• What you need to do: Copy the following material line for line, with no changes.

(Dataset records on where objects are located)
########################################

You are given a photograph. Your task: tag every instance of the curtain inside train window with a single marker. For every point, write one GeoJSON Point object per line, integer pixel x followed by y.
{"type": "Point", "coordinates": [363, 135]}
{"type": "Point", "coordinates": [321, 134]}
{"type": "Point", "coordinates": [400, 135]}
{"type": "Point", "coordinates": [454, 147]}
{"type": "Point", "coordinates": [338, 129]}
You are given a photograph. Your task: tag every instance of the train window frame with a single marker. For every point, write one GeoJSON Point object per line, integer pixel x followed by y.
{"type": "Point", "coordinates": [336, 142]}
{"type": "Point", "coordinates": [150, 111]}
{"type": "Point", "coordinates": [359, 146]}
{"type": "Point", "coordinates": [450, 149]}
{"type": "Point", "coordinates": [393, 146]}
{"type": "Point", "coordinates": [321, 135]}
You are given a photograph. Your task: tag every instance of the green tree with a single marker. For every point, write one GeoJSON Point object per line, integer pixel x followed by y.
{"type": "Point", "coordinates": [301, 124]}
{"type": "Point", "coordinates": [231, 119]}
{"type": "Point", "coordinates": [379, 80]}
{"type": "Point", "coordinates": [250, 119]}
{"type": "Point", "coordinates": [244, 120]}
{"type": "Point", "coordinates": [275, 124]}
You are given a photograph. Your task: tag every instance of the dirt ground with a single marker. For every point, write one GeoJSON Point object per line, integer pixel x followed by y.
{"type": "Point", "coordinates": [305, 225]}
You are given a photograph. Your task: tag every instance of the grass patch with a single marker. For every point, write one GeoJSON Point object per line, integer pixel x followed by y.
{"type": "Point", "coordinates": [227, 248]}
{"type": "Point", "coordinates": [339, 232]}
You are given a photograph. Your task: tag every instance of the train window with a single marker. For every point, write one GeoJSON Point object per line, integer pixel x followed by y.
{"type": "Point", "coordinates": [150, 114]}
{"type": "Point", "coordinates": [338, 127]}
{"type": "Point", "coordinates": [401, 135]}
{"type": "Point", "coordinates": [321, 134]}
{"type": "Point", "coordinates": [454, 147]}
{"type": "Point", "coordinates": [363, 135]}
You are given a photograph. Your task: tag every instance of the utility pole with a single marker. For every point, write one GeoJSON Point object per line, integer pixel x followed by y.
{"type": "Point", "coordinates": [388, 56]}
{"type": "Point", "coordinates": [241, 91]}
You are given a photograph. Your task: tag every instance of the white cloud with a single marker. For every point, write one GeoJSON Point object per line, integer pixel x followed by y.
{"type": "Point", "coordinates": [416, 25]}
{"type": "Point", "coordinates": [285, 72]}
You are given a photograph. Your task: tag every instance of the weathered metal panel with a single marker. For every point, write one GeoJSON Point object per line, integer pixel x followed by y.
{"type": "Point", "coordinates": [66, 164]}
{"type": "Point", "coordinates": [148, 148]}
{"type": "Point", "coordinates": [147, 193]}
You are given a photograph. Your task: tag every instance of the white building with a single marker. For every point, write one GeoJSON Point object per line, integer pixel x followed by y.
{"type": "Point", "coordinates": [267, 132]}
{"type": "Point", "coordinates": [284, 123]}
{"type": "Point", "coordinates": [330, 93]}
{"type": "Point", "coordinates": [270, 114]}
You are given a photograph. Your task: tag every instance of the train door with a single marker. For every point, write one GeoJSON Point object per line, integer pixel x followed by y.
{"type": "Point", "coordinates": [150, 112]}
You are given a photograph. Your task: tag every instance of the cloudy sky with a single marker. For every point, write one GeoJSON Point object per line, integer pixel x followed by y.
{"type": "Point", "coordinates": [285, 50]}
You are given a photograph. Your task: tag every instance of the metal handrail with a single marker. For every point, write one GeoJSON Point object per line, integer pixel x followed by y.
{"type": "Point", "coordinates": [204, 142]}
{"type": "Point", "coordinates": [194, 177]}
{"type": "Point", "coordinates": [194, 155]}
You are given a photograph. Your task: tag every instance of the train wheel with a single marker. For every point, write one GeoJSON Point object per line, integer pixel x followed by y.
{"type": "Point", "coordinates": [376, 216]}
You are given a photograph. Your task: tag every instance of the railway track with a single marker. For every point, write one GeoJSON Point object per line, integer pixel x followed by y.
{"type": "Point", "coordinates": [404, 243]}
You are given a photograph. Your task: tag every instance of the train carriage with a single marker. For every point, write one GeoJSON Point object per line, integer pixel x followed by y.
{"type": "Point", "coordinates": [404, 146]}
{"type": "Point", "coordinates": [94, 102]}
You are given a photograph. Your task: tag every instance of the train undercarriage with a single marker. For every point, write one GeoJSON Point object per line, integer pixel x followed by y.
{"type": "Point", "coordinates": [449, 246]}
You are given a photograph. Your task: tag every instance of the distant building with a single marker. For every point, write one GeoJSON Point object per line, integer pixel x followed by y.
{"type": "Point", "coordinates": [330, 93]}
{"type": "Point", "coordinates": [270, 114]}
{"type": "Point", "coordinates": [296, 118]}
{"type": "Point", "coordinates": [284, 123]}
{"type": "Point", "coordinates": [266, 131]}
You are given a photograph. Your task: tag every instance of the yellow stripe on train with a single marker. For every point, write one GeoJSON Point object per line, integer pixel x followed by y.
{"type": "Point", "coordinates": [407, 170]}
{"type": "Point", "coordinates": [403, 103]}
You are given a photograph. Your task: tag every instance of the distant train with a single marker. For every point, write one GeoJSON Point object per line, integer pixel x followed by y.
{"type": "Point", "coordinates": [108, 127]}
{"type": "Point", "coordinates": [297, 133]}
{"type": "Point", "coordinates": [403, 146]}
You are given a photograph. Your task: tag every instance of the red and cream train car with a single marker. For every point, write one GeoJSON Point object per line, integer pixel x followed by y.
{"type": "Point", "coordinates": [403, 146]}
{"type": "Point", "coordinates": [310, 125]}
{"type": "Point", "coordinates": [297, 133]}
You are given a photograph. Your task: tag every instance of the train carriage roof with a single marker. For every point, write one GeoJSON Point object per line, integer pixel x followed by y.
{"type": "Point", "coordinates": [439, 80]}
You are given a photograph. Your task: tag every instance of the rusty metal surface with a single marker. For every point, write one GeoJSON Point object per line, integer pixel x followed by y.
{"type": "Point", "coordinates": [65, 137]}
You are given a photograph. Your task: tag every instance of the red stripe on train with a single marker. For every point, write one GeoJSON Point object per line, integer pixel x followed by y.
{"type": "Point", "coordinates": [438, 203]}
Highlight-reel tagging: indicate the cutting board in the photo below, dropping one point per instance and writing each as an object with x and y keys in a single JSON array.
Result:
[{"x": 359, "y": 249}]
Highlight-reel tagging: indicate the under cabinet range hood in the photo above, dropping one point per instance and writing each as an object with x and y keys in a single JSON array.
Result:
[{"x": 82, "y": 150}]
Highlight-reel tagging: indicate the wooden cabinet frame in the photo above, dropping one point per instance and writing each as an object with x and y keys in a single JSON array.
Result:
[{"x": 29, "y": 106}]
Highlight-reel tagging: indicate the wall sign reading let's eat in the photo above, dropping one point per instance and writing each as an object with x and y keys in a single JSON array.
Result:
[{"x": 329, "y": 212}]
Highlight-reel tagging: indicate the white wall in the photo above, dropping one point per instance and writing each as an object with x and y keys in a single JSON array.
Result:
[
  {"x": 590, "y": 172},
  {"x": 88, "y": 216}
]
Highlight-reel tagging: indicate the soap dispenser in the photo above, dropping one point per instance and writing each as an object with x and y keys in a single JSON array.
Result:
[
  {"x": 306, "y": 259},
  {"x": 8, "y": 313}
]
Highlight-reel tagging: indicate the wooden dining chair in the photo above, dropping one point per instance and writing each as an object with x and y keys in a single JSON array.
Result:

########################################

• Result of the exercise:
You are given a photograph. Your task: tag every instance of the curtain inside train window with a single marker. For every point, write one GeoJSON Point object per line, integer pixel x followed by y.
{"type": "Point", "coordinates": [363, 135]}
{"type": "Point", "coordinates": [321, 134]}
{"type": "Point", "coordinates": [400, 135]}
{"type": "Point", "coordinates": [454, 147]}
{"type": "Point", "coordinates": [338, 129]}
You are given a photograph. Your task: tag every instance of the train window frame with a single marker. For every point, write one GeoJSON Point object per line, integer pixel x followed by y.
{"type": "Point", "coordinates": [336, 142]}
{"type": "Point", "coordinates": [150, 111]}
{"type": "Point", "coordinates": [359, 146]}
{"type": "Point", "coordinates": [450, 149]}
{"type": "Point", "coordinates": [393, 146]}
{"type": "Point", "coordinates": [321, 135]}
You are given a photograph. Your task: tag every instance of the green tree with a single marker. For every point, write one GeoJSON Point object per line, integer pixel x followed by y.
{"type": "Point", "coordinates": [301, 124]}
{"type": "Point", "coordinates": [231, 119]}
{"type": "Point", "coordinates": [379, 80]}
{"type": "Point", "coordinates": [250, 119]}
{"type": "Point", "coordinates": [244, 120]}
{"type": "Point", "coordinates": [275, 124]}
You are given a photograph. Your task: tag every instance of the dirt ground with a single marker. For every point, write one GeoJSON Point object per line, integer pixel x followed by y.
{"type": "Point", "coordinates": [305, 225]}
You are given a photograph. Your task: tag every instance of the grass patch with a single marker. For every point, write one GeoJSON Point object per line, integer pixel x followed by y.
{"type": "Point", "coordinates": [227, 248]}
{"type": "Point", "coordinates": [339, 232]}
You are given a photograph. Your task: tag every instance of the train window with a single marker. For every point, write one GeoJSON Point object per line, integer pixel x followed by y.
{"type": "Point", "coordinates": [150, 114]}
{"type": "Point", "coordinates": [338, 127]}
{"type": "Point", "coordinates": [401, 135]}
{"type": "Point", "coordinates": [321, 134]}
{"type": "Point", "coordinates": [454, 147]}
{"type": "Point", "coordinates": [363, 135]}
You are given a photograph. Your task: tag every instance of the utility pole with a single marker. For every point, write one GeoJSON Point object per line, integer pixel x followed by y.
{"type": "Point", "coordinates": [388, 56]}
{"type": "Point", "coordinates": [241, 91]}
You are given a photograph. Your task: tag every instance of the white cloud with a single marker. For every point, write one GeoJSON Point object per line, integer pixel x followed by y.
{"type": "Point", "coordinates": [416, 25]}
{"type": "Point", "coordinates": [285, 72]}
You are given a photograph. Your task: tag every instance of the weathered metal panel with a single marker. For every point, write one GeoJSON Point object per line, integer pixel x followed by y.
{"type": "Point", "coordinates": [66, 164]}
{"type": "Point", "coordinates": [148, 148]}
{"type": "Point", "coordinates": [147, 193]}
You are given a photograph. Your task: tag every instance of the white building with a single marker. For every point, write one GeoJSON Point object per line, integer pixel x followed by y.
{"type": "Point", "coordinates": [267, 132]}
{"type": "Point", "coordinates": [284, 123]}
{"type": "Point", "coordinates": [330, 93]}
{"type": "Point", "coordinates": [270, 114]}
You are given a photograph. Your task: tag every instance of the train door with a single marker. For every point, write one GeoJSON Point object per line, integer pixel x followed by y.
{"type": "Point", "coordinates": [150, 112]}
You are given a photograph. Your task: tag every instance of the cloudy sky with a single marker. For every point, write one GeoJSON Point object per line, integer pixel x followed by y.
{"type": "Point", "coordinates": [285, 50]}
You are given a photograph. Your task: tag every instance of the metal handrail with a single marker. For every point, write one GeoJSON Point object per line, integer pixel x followed by y.
{"type": "Point", "coordinates": [204, 142]}
{"type": "Point", "coordinates": [194, 177]}
{"type": "Point", "coordinates": [194, 155]}
You are given a photograph. Your task: tag every instance of the train wheel with a single marker. For every point, write one GeoJSON Point object per line, integer pixel x followed by y.
{"type": "Point", "coordinates": [376, 216]}
You are given a photograph. Your task: tag every instance of the railway track with a single marker. For every point, write one GeoJSON Point object per line, integer pixel x followed by y.
{"type": "Point", "coordinates": [404, 243]}
You are given a photograph. Your task: tag every instance of the train carriage with a single marker. For every point, write one GeoJSON Point object per line, integer pixel x followed by y.
{"type": "Point", "coordinates": [404, 146]}
{"type": "Point", "coordinates": [94, 102]}
You are given a photograph. Your task: tag every instance of the train undercarriage with a single marker. For every point, write one GeoJSON Point object per line, integer pixel x followed by y.
{"type": "Point", "coordinates": [449, 246]}
You are given a photograph. Your task: tag every instance of the distant building with a single marker. For every point, write one GeoJSON Point object per line, integer pixel x followed by y.
{"type": "Point", "coordinates": [330, 93]}
{"type": "Point", "coordinates": [270, 114]}
{"type": "Point", "coordinates": [296, 118]}
{"type": "Point", "coordinates": [284, 123]}
{"type": "Point", "coordinates": [266, 131]}
You are given a photograph. Your task: tag every instance of the yellow stripe on train with a single marker. For every point, write one GeoJSON Point object per line, integer pixel x followed by y.
{"type": "Point", "coordinates": [407, 170]}
{"type": "Point", "coordinates": [403, 103]}
You are given a photograph. Your task: tag every instance of the distant train with a single marker. For every point, write one GeoJSON Point object per line, integer pixel x followed by y.
{"type": "Point", "coordinates": [108, 127]}
{"type": "Point", "coordinates": [297, 133]}
{"type": "Point", "coordinates": [403, 146]}
You are given a photograph. Your task: tag every instance of the red and cream train car with a single marker. For every point, write one GeoJSON Point object per line, integer pixel x followed by y.
{"type": "Point", "coordinates": [403, 146]}
{"type": "Point", "coordinates": [310, 125]}
{"type": "Point", "coordinates": [297, 133]}
You are given a photograph. Your task: tag every instance of the train carriage roof with a single marker. For every point, write one GeoJSON Point object per line, integer pixel x followed by y.
{"type": "Point", "coordinates": [439, 80]}
You are given a photograph. Your task: tag every instance of the rusty metal surface with a single marker. For every point, write one GeoJSON Point object per line, integer pixel x followed by y.
{"type": "Point", "coordinates": [65, 137]}
You are given a photograph. Your task: tag every instance of the red stripe on train with a single marker. For every point, write one GeoJSON Point object per line, integer pixel x followed by y.
{"type": "Point", "coordinates": [438, 203]}
Highlight-reel tagging: indicate the cutting board in the photo below, dropping one point per instance and writing each as an object with x and y keys in a single JSON array.
Result:
[{"x": 359, "y": 249}]
Highlight-reel tagging: indicate the under cabinet range hood in the photo above, dropping one point per instance and writing each as an object with x and y keys in a single JSON array.
Result:
[{"x": 82, "y": 150}]
Highlight-reel tagging: indicate the wooden cabinet frame in the photo above, dropping one point per instance and writing each as an object with x and y keys in a single JSON array.
Result:
[{"x": 29, "y": 106}]
Highlight-reel tagging: indicate the wall sign reading let's eat in the photo above, dropping one point per instance and writing each as an object with x and y keys in a single JSON array.
Result:
[{"x": 329, "y": 212}]
Highlight-reel tagging: indicate the white wall in the photo above, dropping one point per instance and writing each as an object with x and y keys in a single JSON array.
Result:
[
  {"x": 590, "y": 172},
  {"x": 88, "y": 216}
]
Highlight-reel tagging: indicate the soap dispenser in the photo above, dropping one point per instance and writing each as an object with x and y keys in a single JSON array.
Result:
[
  {"x": 306, "y": 259},
  {"x": 8, "y": 313}
]
Highlight-reel tagging: indicate the wooden dining chair in the photo above, dropping one point per instance and writing each as an object with x and y keys in a single JSON array.
Result:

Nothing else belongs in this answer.